[Items listed in a dataset]
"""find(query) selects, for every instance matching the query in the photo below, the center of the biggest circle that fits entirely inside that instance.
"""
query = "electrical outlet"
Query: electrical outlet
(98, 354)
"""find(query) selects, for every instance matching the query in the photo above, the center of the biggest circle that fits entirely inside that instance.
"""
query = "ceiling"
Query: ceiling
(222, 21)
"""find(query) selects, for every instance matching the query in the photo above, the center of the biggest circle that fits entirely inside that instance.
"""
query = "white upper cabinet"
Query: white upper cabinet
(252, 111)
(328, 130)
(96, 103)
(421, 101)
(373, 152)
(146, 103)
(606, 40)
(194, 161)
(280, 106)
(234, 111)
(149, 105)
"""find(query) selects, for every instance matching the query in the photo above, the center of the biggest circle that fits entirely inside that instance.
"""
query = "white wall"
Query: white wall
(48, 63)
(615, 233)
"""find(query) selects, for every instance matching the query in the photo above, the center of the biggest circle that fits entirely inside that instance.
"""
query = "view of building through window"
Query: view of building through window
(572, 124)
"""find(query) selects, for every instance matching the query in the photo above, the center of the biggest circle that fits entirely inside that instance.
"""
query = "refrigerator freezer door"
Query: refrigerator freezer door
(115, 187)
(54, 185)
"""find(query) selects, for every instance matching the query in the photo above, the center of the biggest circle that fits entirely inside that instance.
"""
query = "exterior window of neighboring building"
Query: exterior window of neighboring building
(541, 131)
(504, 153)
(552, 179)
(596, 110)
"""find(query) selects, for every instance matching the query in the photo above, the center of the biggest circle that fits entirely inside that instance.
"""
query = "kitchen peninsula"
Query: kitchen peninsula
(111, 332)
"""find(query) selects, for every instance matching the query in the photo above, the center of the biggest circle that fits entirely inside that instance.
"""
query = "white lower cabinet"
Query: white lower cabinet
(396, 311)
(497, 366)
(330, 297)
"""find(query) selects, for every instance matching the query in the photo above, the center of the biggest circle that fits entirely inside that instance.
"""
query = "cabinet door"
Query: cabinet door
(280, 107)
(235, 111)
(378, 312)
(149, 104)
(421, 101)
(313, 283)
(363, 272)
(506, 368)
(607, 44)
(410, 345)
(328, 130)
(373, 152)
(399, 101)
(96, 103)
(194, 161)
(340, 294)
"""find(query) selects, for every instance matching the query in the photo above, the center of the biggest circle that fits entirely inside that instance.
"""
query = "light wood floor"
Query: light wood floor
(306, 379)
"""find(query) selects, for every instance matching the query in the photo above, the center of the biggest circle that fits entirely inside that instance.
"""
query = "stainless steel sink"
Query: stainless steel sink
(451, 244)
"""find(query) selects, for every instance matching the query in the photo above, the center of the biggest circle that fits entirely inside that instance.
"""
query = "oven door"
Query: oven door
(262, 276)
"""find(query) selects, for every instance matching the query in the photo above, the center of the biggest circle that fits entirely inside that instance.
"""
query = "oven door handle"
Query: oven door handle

[What to produce]
Output every record above in full, exactly as it reads.

[Exercise response]
"""find(query) selects, for every instance matching the query in the photo below, the center of the biggest circle that fits entirely inside that instance.
"""
query = "electrical outlet"
Query: electrical outlet
(98, 354)
"""find(query) selects, for every instance matching the query in the photo above, the center of the biggest circle that fits entirely inside that instance.
"""
query = "ceiling"
Query: ceiling
(222, 21)
"""find(query) selects, for every instance matching the query in the photo above, the center of the biggest circle that fits entirely inside that instance.
"""
query = "white upper cabinet"
Query: white upper cabinet
(252, 111)
(328, 130)
(96, 103)
(421, 101)
(373, 152)
(146, 103)
(606, 40)
(194, 161)
(280, 106)
(234, 111)
(149, 105)
"""find(query) selects, for every instance matching the query in the photo above, the center of the biggest circle that fits entirely inside that instance.
"""
query = "white wall"
Query: white wall
(48, 63)
(615, 233)
"""find(query) selects, for every instance matching the query in the photo above, the center of the biggest circle that fits entirely inside that instance.
"""
query = "view of building through window"
Query: view of building through window
(572, 124)
"""find(query) selects, for every instance matching the query in the photo above, the center of the biggest circle that fits entirely inside that instance.
"""
query = "refrigerator freezer door"
Query: refrigerator freezer door
(115, 187)
(54, 185)
"""find(query) selects, for every instance matching the query in the photo above, the center of the biggest circle that fits entirely inside that instance.
"""
query = "exterior window of neighboring building"
Query: exterior window of neighboring building
(541, 131)
(504, 153)
(552, 179)
(596, 110)
"""find(query) selects, for every instance matching the query in the photo above, the center of the biggest circle that fits entirely inside that instance.
"""
query = "kitchen peninsula"
Query: kitchen peninsula
(111, 332)
"""find(query) selects, for every instance matching the query in the photo above, the center of the biggest circle that fits entirely inside that instance.
"""
query = "white lower cabinet"
Query: white lower cabinet
(396, 311)
(497, 366)
(330, 297)
"""find(query) selects, for every instance matching the query in the photo above, the center of the biggest circle that fits entirely inside that instance.
"""
query = "cabinet door"
Query: cabinet door
(280, 107)
(235, 111)
(378, 312)
(149, 104)
(421, 101)
(313, 283)
(363, 272)
(506, 368)
(607, 44)
(410, 345)
(328, 130)
(373, 152)
(399, 101)
(96, 103)
(194, 161)
(340, 294)
"""find(query) selects, for every instance matching the query in the photo above, the center of the biggest circle that fits entirely inside that instance.
"""
query = "light wood floor"
Query: light wood floor
(306, 379)
"""find(query) selects, for every instance matching the query in the photo above, the center of the biggest circle that fits entirely inside that instance.
"""
query = "stainless steel sink"
Query: stainless steel sink
(451, 244)
"""find(query) selects, for every instance matching the query in the photo above, the center of the biggest circle that fits entirely inside that instance.
"""
query = "oven door"
Query: oven door
(262, 276)
"""find(query) selects, for every instance matching the query in the photo above, the center of the biggest circle that fits entirely inside that instance.
"""
query = "oven door handle"
Query: oven door handle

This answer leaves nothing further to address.